_JOB:_ Set down exactly the lines that run from the line with "Each instance of the metal spatula" to the end of the data, and nothing else.

_STORED ROWS:_
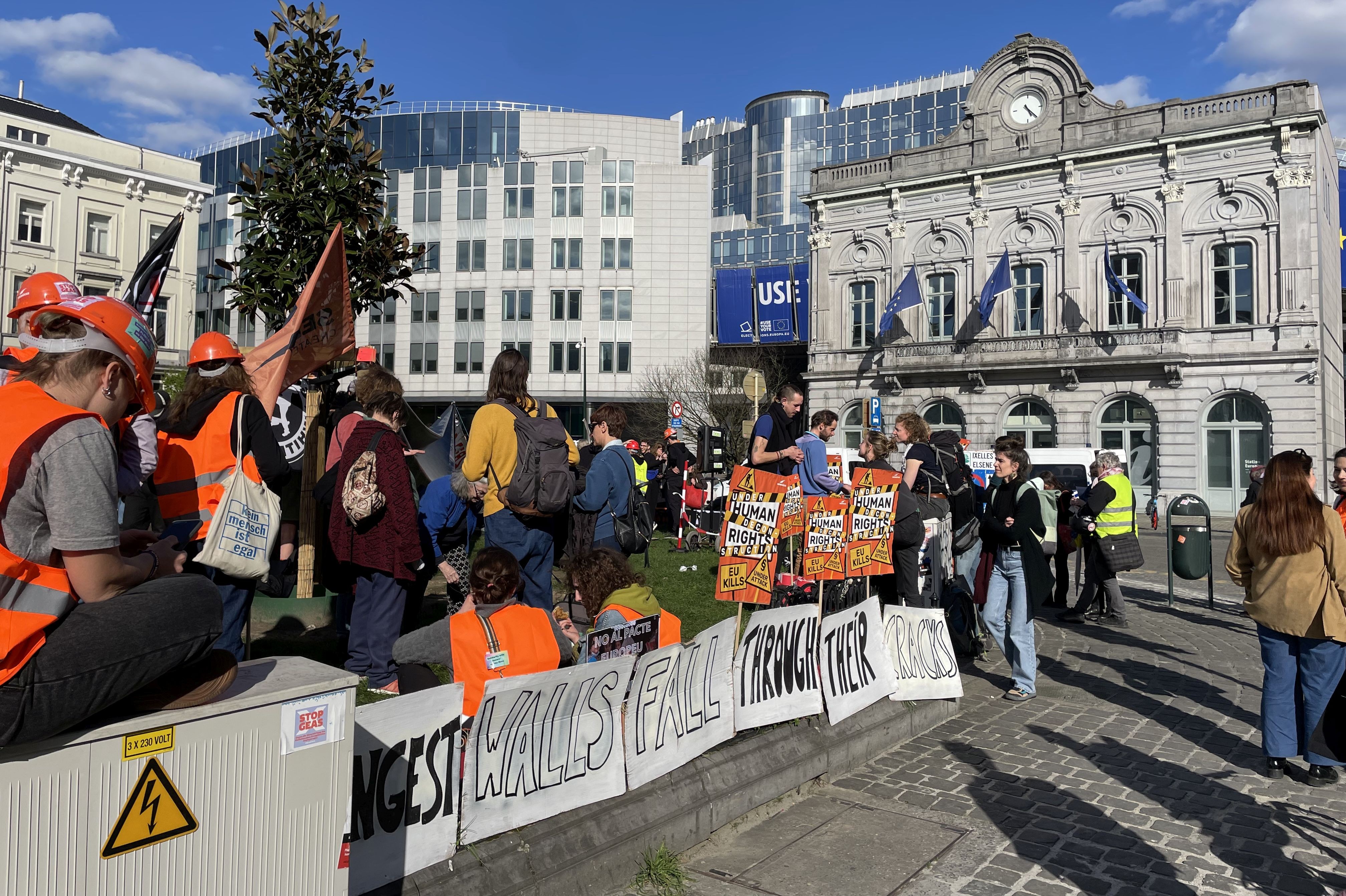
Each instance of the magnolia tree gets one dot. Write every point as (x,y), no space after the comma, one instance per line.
(322,170)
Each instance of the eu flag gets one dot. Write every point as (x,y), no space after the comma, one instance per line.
(996,284)
(906,296)
(1115,283)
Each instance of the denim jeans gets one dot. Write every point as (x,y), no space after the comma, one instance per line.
(1301,676)
(375,623)
(532,544)
(1008,590)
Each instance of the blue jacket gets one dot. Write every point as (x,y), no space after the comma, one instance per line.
(608,483)
(441,512)
(815,478)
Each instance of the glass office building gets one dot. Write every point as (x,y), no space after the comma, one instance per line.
(761,165)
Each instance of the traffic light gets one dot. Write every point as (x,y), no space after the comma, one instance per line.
(710,447)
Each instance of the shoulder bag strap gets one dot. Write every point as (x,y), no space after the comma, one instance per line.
(492,641)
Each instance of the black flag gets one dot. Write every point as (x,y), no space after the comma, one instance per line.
(150,274)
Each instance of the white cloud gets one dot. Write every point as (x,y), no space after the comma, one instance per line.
(1286,39)
(37,37)
(167,101)
(1134,91)
(1177,11)
(147,82)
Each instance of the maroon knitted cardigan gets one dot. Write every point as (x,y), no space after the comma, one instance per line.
(388,541)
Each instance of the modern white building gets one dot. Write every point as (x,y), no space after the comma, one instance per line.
(582,240)
(1220,213)
(88,208)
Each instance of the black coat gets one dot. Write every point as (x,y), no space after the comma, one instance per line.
(1026,532)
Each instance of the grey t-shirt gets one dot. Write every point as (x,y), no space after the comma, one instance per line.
(69,497)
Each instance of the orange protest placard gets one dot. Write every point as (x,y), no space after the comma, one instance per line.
(750,536)
(824,537)
(874,500)
(321,329)
(792,516)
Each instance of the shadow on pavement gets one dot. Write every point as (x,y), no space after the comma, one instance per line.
(1243,833)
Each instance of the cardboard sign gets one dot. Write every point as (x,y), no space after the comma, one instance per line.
(826,537)
(630,638)
(404,788)
(874,500)
(792,516)
(682,704)
(749,537)
(543,744)
(776,672)
(857,668)
(922,656)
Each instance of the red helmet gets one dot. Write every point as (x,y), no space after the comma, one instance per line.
(114,327)
(213,346)
(42,290)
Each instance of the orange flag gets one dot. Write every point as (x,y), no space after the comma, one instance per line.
(321,329)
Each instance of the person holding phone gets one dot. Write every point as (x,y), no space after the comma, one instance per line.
(200,438)
(92,615)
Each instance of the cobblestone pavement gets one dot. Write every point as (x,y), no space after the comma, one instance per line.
(1135,771)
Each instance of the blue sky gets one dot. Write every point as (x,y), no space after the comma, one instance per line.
(176,76)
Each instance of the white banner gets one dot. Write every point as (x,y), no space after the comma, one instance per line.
(682,704)
(404,808)
(857,669)
(922,654)
(543,744)
(776,672)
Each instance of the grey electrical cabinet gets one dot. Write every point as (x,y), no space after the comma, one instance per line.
(245,796)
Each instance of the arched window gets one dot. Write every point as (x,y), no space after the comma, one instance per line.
(945,415)
(853,426)
(1236,440)
(1127,427)
(1033,423)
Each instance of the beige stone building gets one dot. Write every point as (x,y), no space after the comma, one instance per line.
(1221,213)
(88,208)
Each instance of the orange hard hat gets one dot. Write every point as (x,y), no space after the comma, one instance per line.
(213,346)
(114,327)
(41,290)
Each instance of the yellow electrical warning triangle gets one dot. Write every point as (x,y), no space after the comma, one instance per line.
(154,813)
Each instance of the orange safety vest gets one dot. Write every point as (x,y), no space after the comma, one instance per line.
(33,597)
(671,628)
(190,478)
(523,632)
(23,353)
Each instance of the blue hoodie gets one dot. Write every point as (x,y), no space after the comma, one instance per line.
(608,483)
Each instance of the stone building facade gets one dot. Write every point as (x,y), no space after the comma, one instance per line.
(1220,213)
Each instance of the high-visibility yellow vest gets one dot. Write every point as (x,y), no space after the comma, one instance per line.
(1120,514)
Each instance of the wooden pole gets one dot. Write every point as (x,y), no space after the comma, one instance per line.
(315,462)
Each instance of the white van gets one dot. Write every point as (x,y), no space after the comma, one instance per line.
(1071,466)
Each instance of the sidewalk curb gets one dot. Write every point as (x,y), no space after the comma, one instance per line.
(597,849)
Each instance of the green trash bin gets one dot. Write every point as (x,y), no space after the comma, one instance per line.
(1190,549)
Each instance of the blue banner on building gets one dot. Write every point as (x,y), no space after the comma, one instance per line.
(734,306)
(776,311)
(802,302)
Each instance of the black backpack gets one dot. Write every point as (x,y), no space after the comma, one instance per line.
(636,528)
(543,483)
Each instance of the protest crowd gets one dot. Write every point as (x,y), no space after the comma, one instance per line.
(133,548)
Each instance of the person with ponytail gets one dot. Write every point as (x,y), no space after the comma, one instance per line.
(198,440)
(1289,552)
(493,636)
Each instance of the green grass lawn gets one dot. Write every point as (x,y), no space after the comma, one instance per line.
(687,595)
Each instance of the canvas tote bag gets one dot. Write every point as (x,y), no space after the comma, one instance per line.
(247,522)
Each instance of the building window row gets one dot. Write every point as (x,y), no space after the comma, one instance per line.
(1232,283)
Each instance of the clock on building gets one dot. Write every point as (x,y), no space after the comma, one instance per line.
(1026,108)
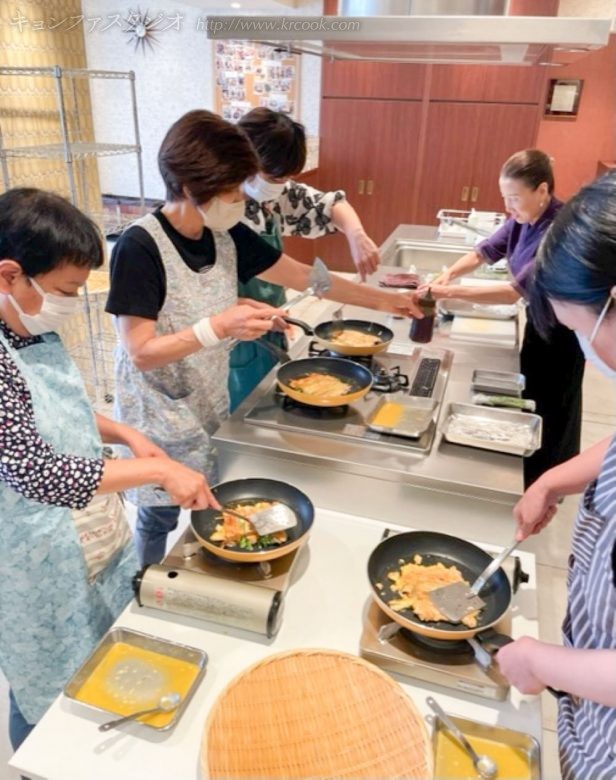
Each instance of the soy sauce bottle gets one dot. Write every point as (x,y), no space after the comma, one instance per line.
(421,330)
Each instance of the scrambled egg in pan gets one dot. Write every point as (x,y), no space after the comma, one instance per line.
(354,338)
(320,384)
(413,582)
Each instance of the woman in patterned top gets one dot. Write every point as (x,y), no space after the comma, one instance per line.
(277,206)
(575,280)
(65,559)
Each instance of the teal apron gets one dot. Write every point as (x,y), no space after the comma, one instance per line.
(249,362)
(51,617)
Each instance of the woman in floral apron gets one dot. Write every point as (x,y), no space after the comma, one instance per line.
(278,207)
(174,278)
(66,560)
(575,280)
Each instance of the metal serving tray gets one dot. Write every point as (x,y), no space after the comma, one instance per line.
(499,430)
(516,739)
(485,311)
(417,414)
(498,382)
(146,642)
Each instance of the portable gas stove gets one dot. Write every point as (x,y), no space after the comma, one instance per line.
(424,373)
(192,581)
(453,665)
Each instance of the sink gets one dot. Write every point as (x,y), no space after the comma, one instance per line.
(429,260)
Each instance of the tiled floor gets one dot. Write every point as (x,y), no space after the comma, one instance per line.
(599,422)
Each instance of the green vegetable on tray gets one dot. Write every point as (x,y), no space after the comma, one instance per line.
(525,404)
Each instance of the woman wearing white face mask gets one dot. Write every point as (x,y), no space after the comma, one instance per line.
(174,290)
(575,279)
(66,558)
(277,206)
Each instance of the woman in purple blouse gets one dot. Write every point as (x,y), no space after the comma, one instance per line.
(554,369)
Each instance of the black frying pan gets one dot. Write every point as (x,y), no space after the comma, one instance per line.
(448,550)
(325,331)
(359,377)
(204,521)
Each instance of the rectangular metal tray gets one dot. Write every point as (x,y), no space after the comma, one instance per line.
(146,642)
(488,420)
(417,414)
(498,382)
(516,739)
(484,311)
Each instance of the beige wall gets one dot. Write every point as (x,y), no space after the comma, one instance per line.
(28,106)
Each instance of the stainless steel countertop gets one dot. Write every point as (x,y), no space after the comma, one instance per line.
(448,468)
(422,236)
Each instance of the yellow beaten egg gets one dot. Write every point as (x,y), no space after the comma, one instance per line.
(453,763)
(389,415)
(129,678)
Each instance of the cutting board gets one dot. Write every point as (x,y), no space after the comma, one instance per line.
(501,332)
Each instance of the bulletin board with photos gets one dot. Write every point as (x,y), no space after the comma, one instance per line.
(249,75)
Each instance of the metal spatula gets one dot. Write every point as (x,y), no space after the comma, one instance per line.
(319,282)
(456,601)
(277,517)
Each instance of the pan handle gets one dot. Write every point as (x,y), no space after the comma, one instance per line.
(493,642)
(300,324)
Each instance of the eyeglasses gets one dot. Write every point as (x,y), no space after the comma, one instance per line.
(604,311)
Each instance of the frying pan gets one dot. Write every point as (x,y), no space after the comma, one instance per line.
(204,521)
(448,550)
(324,332)
(359,377)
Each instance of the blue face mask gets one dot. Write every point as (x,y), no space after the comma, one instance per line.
(592,357)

_CORRECT RESPONSE:_
Each instance of the metal spatula gets one dot. Write every point as (x,y), no space after the comma, one instance per line.
(319,282)
(456,601)
(277,517)
Each instance of the pan handle gets one dot. Write every point as (x,y), no space after the comma, one instance per line.
(493,642)
(300,324)
Each instance of the eyeglasses gets one dot. Write every point as (x,y), no space after the comma, one instance per line.
(604,311)
Each instance of the frying pan gets one dot. Write every point as (x,y), no space after the comma, one instance per line.
(204,521)
(448,550)
(324,332)
(359,377)
Each instance of the blue face mask gets one dot. Write every point as (x,y), no space after the comma, one instance per line.
(592,357)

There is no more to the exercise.